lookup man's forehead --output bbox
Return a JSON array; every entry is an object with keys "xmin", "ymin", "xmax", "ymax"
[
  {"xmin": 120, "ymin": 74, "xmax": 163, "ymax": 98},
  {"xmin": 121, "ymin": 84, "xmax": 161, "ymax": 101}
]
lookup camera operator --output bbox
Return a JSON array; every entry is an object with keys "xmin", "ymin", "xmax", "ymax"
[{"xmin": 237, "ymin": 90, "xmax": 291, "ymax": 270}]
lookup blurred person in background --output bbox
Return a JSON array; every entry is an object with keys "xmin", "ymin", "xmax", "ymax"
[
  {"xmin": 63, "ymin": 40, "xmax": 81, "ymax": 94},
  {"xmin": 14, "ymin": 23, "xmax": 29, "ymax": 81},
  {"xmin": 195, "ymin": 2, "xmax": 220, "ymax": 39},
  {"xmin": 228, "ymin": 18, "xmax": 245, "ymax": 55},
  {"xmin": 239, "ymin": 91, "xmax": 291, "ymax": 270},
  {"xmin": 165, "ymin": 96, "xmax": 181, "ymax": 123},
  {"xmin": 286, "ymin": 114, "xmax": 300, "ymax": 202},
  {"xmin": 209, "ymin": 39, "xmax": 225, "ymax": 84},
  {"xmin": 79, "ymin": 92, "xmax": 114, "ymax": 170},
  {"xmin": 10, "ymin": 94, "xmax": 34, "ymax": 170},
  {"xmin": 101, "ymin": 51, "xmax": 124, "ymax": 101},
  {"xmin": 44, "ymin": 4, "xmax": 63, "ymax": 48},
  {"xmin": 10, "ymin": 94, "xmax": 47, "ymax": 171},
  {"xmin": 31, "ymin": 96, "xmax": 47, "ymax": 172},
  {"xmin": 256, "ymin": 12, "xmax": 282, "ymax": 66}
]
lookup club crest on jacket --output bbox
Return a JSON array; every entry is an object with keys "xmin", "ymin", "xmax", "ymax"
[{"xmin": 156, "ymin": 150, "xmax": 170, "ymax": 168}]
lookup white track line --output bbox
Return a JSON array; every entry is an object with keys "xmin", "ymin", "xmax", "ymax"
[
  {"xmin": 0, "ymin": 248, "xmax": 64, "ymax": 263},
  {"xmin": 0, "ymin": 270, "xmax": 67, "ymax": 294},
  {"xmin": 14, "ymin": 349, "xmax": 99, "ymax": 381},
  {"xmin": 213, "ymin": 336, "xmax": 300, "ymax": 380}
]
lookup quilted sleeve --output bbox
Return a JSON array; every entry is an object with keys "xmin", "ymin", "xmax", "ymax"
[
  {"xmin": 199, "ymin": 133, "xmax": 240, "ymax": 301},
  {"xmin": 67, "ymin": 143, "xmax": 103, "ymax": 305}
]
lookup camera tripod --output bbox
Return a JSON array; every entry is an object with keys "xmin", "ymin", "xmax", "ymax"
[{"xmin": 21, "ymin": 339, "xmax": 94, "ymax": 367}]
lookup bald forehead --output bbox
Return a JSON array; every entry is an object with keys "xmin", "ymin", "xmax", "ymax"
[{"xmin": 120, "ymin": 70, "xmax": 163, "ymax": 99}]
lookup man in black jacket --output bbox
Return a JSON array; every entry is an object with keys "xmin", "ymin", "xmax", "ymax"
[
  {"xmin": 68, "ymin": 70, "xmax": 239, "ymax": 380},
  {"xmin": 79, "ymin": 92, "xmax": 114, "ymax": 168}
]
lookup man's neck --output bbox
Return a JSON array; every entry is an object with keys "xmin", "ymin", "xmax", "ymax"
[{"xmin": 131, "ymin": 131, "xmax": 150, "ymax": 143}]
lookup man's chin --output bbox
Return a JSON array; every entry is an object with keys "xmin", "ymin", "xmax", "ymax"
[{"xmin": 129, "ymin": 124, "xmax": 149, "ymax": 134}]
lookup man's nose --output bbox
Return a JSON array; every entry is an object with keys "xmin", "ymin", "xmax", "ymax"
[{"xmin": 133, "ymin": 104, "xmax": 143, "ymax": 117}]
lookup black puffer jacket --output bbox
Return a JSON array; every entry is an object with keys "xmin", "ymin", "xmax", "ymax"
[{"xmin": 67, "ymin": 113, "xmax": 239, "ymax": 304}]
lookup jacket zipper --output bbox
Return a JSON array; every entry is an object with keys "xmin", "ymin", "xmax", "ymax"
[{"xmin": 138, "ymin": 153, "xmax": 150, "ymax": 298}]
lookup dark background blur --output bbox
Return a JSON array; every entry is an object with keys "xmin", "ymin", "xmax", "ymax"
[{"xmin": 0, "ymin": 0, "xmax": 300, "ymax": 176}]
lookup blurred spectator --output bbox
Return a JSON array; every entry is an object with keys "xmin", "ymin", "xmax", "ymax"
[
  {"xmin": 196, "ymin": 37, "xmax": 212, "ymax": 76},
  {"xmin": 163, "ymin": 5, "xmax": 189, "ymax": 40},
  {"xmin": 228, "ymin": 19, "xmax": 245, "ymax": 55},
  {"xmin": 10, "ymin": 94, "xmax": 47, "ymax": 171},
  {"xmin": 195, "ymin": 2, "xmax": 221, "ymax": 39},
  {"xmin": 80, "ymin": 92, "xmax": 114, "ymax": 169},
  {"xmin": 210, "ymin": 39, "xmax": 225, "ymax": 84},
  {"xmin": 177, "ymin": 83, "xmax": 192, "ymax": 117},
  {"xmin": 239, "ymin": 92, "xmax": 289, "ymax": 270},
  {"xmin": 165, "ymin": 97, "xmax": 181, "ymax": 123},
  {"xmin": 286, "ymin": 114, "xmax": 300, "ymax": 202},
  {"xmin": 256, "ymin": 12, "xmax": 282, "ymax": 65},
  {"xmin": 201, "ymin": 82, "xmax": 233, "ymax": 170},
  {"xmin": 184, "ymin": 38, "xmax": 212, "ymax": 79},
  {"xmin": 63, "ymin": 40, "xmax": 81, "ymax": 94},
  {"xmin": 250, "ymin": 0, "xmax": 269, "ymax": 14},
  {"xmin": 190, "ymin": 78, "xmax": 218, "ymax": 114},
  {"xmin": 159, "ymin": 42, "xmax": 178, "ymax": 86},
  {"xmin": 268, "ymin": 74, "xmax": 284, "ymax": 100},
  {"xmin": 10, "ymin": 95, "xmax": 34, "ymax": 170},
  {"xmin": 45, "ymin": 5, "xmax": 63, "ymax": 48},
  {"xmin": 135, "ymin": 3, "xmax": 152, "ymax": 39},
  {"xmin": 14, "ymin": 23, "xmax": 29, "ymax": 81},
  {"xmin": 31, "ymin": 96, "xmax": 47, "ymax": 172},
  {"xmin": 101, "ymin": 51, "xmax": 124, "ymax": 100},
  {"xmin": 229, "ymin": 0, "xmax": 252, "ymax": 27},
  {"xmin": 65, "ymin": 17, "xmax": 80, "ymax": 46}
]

==========

> [Problem to solve]: Could you restate the listing above word for word, leaving nothing out?

> [Solution]:
lookup man's forehead --output bbox
Return a JSON array; every entry is an object with keys "xmin", "ymin", "xmax", "ymax"
[
  {"xmin": 120, "ymin": 74, "xmax": 163, "ymax": 98},
  {"xmin": 121, "ymin": 84, "xmax": 161, "ymax": 101}
]
lookup camera operator --output bbox
Return a JSON array; every entry is an object with keys "xmin", "ymin", "xmax", "ymax"
[{"xmin": 237, "ymin": 90, "xmax": 291, "ymax": 270}]
lookup blurred person in background --output bbox
Return a JSON array; every entry is an object with keys "xmin", "ymin", "xmax", "ymax"
[
  {"xmin": 63, "ymin": 40, "xmax": 81, "ymax": 94},
  {"xmin": 14, "ymin": 23, "xmax": 29, "ymax": 81},
  {"xmin": 195, "ymin": 2, "xmax": 220, "ymax": 39},
  {"xmin": 228, "ymin": 18, "xmax": 245, "ymax": 55},
  {"xmin": 239, "ymin": 91, "xmax": 291, "ymax": 270},
  {"xmin": 165, "ymin": 96, "xmax": 181, "ymax": 123},
  {"xmin": 286, "ymin": 114, "xmax": 300, "ymax": 202},
  {"xmin": 209, "ymin": 39, "xmax": 225, "ymax": 84},
  {"xmin": 79, "ymin": 92, "xmax": 114, "ymax": 170},
  {"xmin": 10, "ymin": 94, "xmax": 34, "ymax": 170},
  {"xmin": 101, "ymin": 51, "xmax": 124, "ymax": 101},
  {"xmin": 44, "ymin": 4, "xmax": 63, "ymax": 48},
  {"xmin": 10, "ymin": 94, "xmax": 47, "ymax": 171},
  {"xmin": 31, "ymin": 96, "xmax": 47, "ymax": 172},
  {"xmin": 256, "ymin": 12, "xmax": 282, "ymax": 66}
]
lookup club crest on jacket --output bbox
Return a JSON array; every entry is an object with keys "xmin", "ymin", "xmax", "ymax"
[{"xmin": 156, "ymin": 150, "xmax": 170, "ymax": 168}]
lookup white track line --output bbox
Return a JSON array; every entry is an object with keys "xmin", "ymin", "xmax", "ymax"
[
  {"xmin": 0, "ymin": 248, "xmax": 64, "ymax": 263},
  {"xmin": 0, "ymin": 270, "xmax": 67, "ymax": 294},
  {"xmin": 14, "ymin": 349, "xmax": 99, "ymax": 381},
  {"xmin": 213, "ymin": 336, "xmax": 300, "ymax": 380}
]
lookup quilted sleeve --output bbox
Return a JSON array; every entry is an object with keys "xmin", "ymin", "xmax", "ymax"
[
  {"xmin": 199, "ymin": 133, "xmax": 240, "ymax": 301},
  {"xmin": 67, "ymin": 143, "xmax": 103, "ymax": 305}
]
lookup camera tripod --output bbox
Return a JSON array; every entry is an object with keys "xmin", "ymin", "xmax", "ymax"
[{"xmin": 21, "ymin": 339, "xmax": 94, "ymax": 367}]
lookup bald forehead --output bbox
Return a JSON array; every entry is an object with keys "xmin", "ymin", "xmax", "ymax"
[{"xmin": 120, "ymin": 70, "xmax": 163, "ymax": 99}]
lookup man in black jacket --output bbox
Return a JSON array; every entry is an object with keys "xmin", "ymin", "xmax", "ymax"
[
  {"xmin": 68, "ymin": 70, "xmax": 239, "ymax": 380},
  {"xmin": 79, "ymin": 92, "xmax": 114, "ymax": 168}
]
lookup man's neck --output bbox
Return a JSON array; every entry is an object with keys "xmin", "ymin", "xmax", "ymax"
[{"xmin": 131, "ymin": 131, "xmax": 150, "ymax": 143}]
lookup man's chin --output bbox
Return a JSON array; every entry is an object with keys "xmin", "ymin", "xmax", "ymax"
[{"xmin": 129, "ymin": 124, "xmax": 149, "ymax": 134}]
lookup man's nose --output bbox
Return a JSON array; every entry is an object with keys "xmin", "ymin", "xmax", "ymax"
[{"xmin": 133, "ymin": 104, "xmax": 143, "ymax": 117}]
lookup black puffer jacket --output bbox
Return a JSON array; every entry is an object with keys "xmin", "ymin", "xmax", "ymax"
[{"xmin": 67, "ymin": 113, "xmax": 239, "ymax": 304}]
lookup jacket zipper --output bbox
Return a JSON array; every entry is an object with keys "xmin", "ymin", "xmax", "ymax"
[{"xmin": 138, "ymin": 153, "xmax": 150, "ymax": 298}]
lookup dark background blur --output bbox
Return a JSON array; every entry is an object with keys "xmin", "ymin", "xmax", "ymax"
[{"xmin": 0, "ymin": 0, "xmax": 300, "ymax": 176}]
lookup blurred spectator --output bbox
Return a JSON array; every entry is an object with keys "xmin", "ymin", "xmax", "ymax"
[
  {"xmin": 196, "ymin": 37, "xmax": 212, "ymax": 76},
  {"xmin": 163, "ymin": 5, "xmax": 189, "ymax": 40},
  {"xmin": 228, "ymin": 19, "xmax": 245, "ymax": 55},
  {"xmin": 10, "ymin": 94, "xmax": 47, "ymax": 171},
  {"xmin": 195, "ymin": 2, "xmax": 221, "ymax": 39},
  {"xmin": 80, "ymin": 92, "xmax": 114, "ymax": 169},
  {"xmin": 210, "ymin": 39, "xmax": 225, "ymax": 84},
  {"xmin": 177, "ymin": 83, "xmax": 192, "ymax": 117},
  {"xmin": 239, "ymin": 92, "xmax": 289, "ymax": 270},
  {"xmin": 165, "ymin": 97, "xmax": 181, "ymax": 123},
  {"xmin": 286, "ymin": 114, "xmax": 300, "ymax": 202},
  {"xmin": 256, "ymin": 12, "xmax": 282, "ymax": 65},
  {"xmin": 201, "ymin": 82, "xmax": 233, "ymax": 170},
  {"xmin": 184, "ymin": 38, "xmax": 212, "ymax": 79},
  {"xmin": 63, "ymin": 40, "xmax": 81, "ymax": 94},
  {"xmin": 250, "ymin": 0, "xmax": 269, "ymax": 14},
  {"xmin": 190, "ymin": 78, "xmax": 218, "ymax": 114},
  {"xmin": 159, "ymin": 42, "xmax": 178, "ymax": 86},
  {"xmin": 268, "ymin": 74, "xmax": 284, "ymax": 100},
  {"xmin": 10, "ymin": 95, "xmax": 34, "ymax": 170},
  {"xmin": 45, "ymin": 5, "xmax": 63, "ymax": 48},
  {"xmin": 135, "ymin": 3, "xmax": 152, "ymax": 39},
  {"xmin": 14, "ymin": 23, "xmax": 29, "ymax": 81},
  {"xmin": 31, "ymin": 96, "xmax": 47, "ymax": 172},
  {"xmin": 101, "ymin": 51, "xmax": 124, "ymax": 100},
  {"xmin": 229, "ymin": 0, "xmax": 252, "ymax": 27},
  {"xmin": 65, "ymin": 17, "xmax": 80, "ymax": 46}
]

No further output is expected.